*Text block*.
——————

A Rhode Island school district sent a notice to parents that they will only serve cold sandwiches to students whose families owe lunch money, The Providence Journal reports.
The school district said in a statement that “if money is owed on a paid, free, or reduced lunch account a sun butter and jelly sandwich will be given as the lunch choice until the balance owed is paid in full or a payment plan is set up through the food service office.”
“This policy actually comes out of a serious debt that we’re incurring by people who are not paying for their lunches, and it’s getting worse,” the School Committee’s chairwoman, Karen Bachus, told The Providence Journal.
Bachus said that the district has distributed $40,000 in lunches this school year that haven’t been paid for.
Bachus told the outlet that the district is targeting “debts incurred by parents who can afford to buy lunch but aren’t providing lunch money, as well as debts potentially run up by parents who might have a hardship but haven’t yet filled out the necessary paperwork to line up assistance.”
“This is for people who are just not putting money in their children’s accounts or who are not giving their children money to buy lunch,” Bachus said.
Parents slam school for shaming kids:
“That doesn’t seem right,” Julle Hener, whose two children attend E.T. Wyman Elementary School, told The Journal. “I don’t know what the solution is. I understand they need to collect that money somehow, too, but how to do it, I don’t know.”
Melissa Washington and Kayla Cabral, whose kids go to school at Wyman, added that the $2 lunches are too expensive for many parents to begin with.
According to NBC News, nearly 70% of school lunches in the state are served for free or at a reduced price based on family income.
"This is absolutely awful. Our schools shouldn't be in the business of shaming children," a commenter wrote on the district’s Facebook post.
"Just give the kids lunch. ... we cant spring for a chicken patty for a hungry kid? What if this is their only meal of the day?" another commenter asked.
Bachus told NBC News that the district took steps to try to avoid “shaming” kids.
"Before we used to give a cheese sandwich which did single them out, but now we've gone with an on-the-menu meal," she said. "So what's wrong with that?"

——————

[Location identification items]
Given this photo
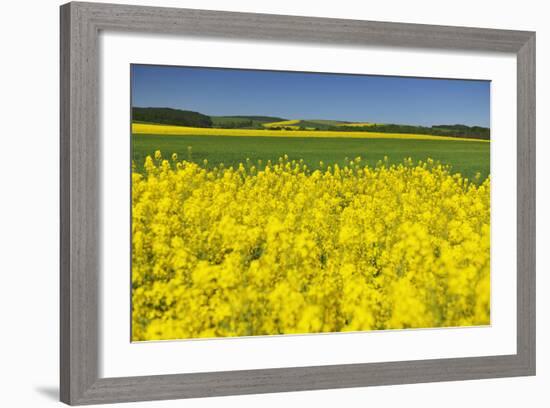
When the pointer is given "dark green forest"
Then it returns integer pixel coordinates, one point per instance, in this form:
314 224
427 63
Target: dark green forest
170 116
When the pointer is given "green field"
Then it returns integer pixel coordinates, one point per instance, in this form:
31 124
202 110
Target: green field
465 157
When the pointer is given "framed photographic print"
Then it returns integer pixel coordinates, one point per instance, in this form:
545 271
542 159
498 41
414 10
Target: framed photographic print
260 203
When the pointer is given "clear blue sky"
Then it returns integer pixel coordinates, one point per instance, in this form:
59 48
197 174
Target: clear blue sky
296 95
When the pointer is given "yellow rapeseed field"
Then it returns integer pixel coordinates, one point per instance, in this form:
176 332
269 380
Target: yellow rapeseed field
153 129
277 248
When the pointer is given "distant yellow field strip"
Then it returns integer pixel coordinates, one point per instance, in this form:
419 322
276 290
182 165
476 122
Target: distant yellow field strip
291 124
282 123
142 128
364 124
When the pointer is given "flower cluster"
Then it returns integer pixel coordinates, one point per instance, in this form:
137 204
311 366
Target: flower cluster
276 248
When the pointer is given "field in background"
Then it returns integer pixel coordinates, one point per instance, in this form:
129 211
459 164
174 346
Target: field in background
465 157
152 129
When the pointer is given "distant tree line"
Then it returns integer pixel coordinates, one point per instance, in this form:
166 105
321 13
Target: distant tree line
469 132
169 116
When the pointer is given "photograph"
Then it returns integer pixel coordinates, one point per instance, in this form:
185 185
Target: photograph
271 202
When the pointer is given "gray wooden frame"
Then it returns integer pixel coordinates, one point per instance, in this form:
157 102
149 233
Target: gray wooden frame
80 189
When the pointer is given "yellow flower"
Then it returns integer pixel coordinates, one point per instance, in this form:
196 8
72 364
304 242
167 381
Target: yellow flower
276 248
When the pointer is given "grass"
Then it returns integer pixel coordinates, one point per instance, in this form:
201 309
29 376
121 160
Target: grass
465 157
141 128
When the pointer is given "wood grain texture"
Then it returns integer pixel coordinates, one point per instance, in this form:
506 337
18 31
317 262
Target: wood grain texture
80 189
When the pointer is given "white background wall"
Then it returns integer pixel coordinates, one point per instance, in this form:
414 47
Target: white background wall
29 156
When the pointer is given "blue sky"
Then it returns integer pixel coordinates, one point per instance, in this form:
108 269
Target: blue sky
296 95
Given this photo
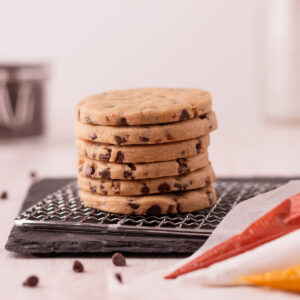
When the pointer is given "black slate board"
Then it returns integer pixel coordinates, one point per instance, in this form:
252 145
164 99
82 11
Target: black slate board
46 242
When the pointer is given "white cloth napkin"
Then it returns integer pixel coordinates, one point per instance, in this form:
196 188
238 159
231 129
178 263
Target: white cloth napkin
189 286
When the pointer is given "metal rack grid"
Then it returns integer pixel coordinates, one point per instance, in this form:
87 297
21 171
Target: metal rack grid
63 210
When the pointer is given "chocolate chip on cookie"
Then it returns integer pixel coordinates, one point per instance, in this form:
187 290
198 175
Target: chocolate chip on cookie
164 187
153 210
119 259
119 157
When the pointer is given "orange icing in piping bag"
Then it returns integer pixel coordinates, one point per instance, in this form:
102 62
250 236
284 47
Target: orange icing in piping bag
282 219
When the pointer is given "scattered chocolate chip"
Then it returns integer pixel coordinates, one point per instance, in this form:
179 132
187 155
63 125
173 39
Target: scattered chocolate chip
198 147
153 210
144 139
145 189
93 189
89 120
4 195
127 174
119 277
106 156
170 209
184 115
119 259
120 140
178 186
131 166
31 281
33 174
93 136
105 174
133 205
164 187
123 122
90 170
78 266
119 157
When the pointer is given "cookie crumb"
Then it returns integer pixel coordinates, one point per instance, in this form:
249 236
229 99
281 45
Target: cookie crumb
119 277
4 195
31 281
119 259
78 266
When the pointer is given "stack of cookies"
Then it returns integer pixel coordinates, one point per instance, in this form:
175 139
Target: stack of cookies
144 151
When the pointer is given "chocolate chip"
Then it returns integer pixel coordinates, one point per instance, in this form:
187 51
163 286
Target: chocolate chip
207 181
119 277
118 259
182 168
127 174
78 266
198 147
144 139
93 189
93 136
89 120
170 209
185 186
32 174
123 122
178 186
210 197
106 156
133 205
169 137
4 195
105 174
120 140
145 189
90 170
131 166
119 157
153 210
31 281
164 187
184 115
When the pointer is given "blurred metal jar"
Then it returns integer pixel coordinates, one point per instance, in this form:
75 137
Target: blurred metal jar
283 60
22 100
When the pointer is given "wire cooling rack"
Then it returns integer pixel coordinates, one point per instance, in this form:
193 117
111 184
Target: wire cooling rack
63 210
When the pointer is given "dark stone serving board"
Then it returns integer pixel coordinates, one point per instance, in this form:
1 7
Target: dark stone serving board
46 242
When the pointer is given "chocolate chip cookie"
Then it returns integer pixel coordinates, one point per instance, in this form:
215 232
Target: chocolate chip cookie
142 153
130 171
143 106
169 203
152 134
189 181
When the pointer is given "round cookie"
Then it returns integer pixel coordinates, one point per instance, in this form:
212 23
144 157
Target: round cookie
143 106
98 169
142 153
189 181
154 134
170 203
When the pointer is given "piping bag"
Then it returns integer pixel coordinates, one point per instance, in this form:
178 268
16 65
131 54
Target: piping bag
281 220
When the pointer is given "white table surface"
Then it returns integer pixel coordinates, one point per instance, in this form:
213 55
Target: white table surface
235 150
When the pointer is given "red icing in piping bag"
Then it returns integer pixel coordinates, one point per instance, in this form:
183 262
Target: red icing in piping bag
283 219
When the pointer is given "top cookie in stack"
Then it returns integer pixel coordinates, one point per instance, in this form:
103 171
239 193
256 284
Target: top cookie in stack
144 151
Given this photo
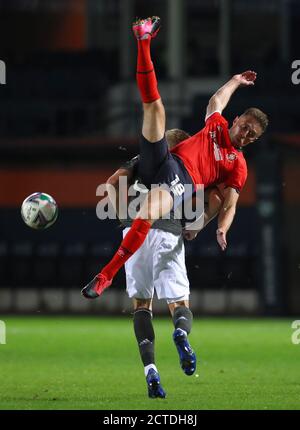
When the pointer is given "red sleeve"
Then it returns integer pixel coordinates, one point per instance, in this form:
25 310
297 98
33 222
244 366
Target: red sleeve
215 118
238 176
217 124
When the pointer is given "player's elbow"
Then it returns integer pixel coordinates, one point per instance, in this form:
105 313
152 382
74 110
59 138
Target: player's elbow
113 180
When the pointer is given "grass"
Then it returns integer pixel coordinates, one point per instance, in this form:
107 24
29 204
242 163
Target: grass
93 363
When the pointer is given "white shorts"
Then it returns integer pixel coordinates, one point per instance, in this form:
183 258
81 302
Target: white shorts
158 265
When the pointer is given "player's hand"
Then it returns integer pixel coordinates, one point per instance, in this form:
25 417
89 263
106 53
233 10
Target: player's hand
189 234
246 78
221 238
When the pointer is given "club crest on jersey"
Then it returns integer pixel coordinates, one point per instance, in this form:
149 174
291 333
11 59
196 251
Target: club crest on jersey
177 187
231 157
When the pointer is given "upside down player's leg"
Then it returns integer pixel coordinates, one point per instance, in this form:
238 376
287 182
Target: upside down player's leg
158 203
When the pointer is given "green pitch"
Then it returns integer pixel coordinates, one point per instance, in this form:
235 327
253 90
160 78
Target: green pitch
93 363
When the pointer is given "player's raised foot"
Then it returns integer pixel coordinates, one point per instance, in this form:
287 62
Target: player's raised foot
154 387
145 28
96 287
186 354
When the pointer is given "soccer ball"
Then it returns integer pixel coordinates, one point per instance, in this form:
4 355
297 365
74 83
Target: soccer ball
39 211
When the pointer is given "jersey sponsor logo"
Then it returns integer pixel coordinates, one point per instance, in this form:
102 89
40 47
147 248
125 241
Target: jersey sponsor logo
141 188
177 187
231 157
217 152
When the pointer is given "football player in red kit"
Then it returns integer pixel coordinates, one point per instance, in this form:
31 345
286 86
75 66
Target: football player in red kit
210 157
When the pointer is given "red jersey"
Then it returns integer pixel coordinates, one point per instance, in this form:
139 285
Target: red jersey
210 158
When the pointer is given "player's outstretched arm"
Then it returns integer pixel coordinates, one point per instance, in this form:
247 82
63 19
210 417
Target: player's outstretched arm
215 200
226 215
220 99
114 191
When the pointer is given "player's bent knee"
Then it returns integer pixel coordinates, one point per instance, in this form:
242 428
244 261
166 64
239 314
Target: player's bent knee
142 303
173 306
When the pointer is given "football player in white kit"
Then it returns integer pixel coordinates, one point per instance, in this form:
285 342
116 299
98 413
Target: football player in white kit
159 266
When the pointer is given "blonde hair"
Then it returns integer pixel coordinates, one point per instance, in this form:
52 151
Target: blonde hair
259 116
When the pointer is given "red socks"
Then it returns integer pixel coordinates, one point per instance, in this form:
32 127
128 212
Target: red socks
145 74
130 244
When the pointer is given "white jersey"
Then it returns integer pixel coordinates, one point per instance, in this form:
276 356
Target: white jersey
158 265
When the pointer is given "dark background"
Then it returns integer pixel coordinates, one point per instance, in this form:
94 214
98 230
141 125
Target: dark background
71 114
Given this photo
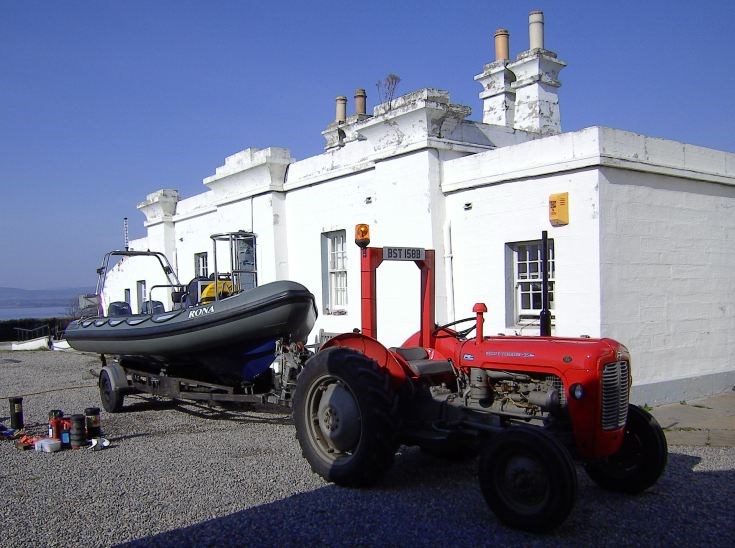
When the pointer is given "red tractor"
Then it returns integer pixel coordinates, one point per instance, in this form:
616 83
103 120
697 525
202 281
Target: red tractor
530 406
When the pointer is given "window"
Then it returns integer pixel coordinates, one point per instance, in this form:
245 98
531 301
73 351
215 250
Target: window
200 265
334 272
526 280
141 294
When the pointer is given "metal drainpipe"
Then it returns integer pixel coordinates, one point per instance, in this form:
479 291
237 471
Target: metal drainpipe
448 269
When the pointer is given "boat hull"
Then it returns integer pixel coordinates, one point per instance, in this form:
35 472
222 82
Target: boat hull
219 335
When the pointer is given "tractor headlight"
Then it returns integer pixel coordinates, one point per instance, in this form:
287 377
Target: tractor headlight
576 391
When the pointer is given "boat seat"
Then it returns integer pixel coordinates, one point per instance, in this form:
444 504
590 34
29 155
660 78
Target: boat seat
419 362
152 307
119 308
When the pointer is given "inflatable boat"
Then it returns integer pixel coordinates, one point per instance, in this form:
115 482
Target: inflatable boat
213 330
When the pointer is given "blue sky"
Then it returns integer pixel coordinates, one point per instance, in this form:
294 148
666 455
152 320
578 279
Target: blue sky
104 102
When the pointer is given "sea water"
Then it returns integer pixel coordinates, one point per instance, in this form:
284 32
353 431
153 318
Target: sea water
37 312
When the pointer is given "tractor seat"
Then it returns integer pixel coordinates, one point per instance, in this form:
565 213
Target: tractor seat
419 362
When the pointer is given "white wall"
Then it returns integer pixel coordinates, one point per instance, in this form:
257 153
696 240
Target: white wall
518 211
668 263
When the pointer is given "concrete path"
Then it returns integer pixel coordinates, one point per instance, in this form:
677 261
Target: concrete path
707 421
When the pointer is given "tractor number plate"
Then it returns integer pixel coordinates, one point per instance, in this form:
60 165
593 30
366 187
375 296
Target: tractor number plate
404 253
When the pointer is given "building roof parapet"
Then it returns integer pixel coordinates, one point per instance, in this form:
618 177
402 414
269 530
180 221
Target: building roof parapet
249 172
159 206
587 148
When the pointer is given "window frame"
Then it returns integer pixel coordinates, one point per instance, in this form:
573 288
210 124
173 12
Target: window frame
335 298
524 269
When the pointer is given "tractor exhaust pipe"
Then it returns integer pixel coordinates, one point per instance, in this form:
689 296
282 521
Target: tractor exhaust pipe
545 316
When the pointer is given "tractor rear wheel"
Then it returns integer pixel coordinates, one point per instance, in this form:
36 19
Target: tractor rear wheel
528 479
640 460
345 417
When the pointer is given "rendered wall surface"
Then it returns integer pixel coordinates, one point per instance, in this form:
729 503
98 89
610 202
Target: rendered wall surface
667 262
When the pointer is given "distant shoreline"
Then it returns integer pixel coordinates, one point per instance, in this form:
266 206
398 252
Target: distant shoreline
32 312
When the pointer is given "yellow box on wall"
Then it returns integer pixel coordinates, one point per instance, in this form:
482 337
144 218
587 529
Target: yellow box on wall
559 209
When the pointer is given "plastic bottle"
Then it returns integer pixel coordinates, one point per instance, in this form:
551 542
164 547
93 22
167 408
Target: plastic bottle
16 413
92 418
65 432
55 423
77 436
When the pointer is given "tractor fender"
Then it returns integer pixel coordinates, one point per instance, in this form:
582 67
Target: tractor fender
372 349
117 375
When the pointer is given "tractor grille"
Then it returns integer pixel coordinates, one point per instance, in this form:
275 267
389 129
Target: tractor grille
614 395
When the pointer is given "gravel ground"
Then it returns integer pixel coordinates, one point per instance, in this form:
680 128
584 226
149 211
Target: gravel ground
186 475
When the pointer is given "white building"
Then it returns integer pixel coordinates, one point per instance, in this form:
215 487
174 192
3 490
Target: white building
646 255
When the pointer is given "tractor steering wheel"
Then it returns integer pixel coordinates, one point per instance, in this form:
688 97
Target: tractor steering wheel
459 334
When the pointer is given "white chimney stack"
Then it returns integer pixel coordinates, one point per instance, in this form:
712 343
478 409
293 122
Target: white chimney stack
536 30
536 83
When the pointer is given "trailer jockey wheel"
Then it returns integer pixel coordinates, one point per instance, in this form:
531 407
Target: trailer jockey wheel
112 399
528 479
345 417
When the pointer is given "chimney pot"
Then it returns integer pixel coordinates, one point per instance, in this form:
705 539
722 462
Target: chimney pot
536 29
502 38
341 110
360 101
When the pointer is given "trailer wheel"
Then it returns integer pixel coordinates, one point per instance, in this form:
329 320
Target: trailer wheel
639 462
112 398
345 416
528 479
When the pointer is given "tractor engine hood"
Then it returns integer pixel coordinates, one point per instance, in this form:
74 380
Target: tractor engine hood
541 353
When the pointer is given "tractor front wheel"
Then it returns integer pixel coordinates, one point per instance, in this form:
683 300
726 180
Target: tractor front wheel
528 479
640 460
345 417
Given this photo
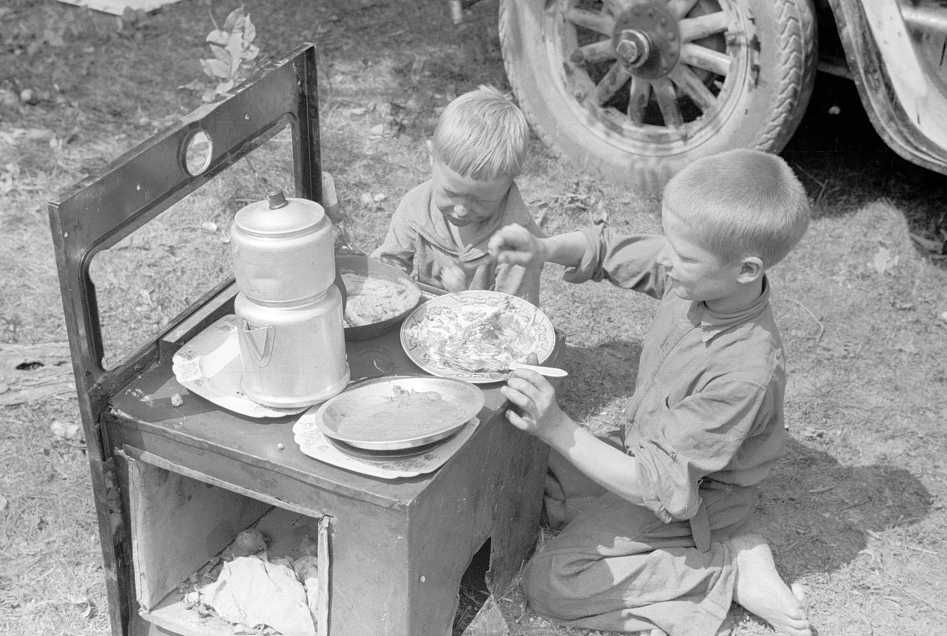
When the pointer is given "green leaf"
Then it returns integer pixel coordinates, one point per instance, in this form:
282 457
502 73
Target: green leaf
221 54
232 18
249 32
218 37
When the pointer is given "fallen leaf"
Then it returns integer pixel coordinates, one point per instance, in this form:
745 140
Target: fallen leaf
65 430
884 260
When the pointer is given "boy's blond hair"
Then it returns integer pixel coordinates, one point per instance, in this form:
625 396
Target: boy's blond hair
741 203
482 135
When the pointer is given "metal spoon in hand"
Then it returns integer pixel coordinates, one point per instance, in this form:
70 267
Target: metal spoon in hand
549 372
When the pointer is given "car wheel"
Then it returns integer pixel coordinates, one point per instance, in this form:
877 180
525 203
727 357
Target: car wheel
637 89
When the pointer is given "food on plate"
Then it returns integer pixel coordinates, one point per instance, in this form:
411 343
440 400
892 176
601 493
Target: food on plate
403 414
371 300
474 337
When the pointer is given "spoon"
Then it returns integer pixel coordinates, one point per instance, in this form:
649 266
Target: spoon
549 372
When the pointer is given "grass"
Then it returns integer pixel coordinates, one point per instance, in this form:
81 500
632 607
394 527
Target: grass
855 509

——————

*Work instructions*. According to the school lunch article, why did the district stop giving a cheese sandwich to students with unpaid lunch balances? Answer in one or two sentences.

*Solution to this problem*. Karen Bachus said the cheese sandwich singled those students out, so the district switched to an on-the-menu meal, the sun butter and jelly sandwich.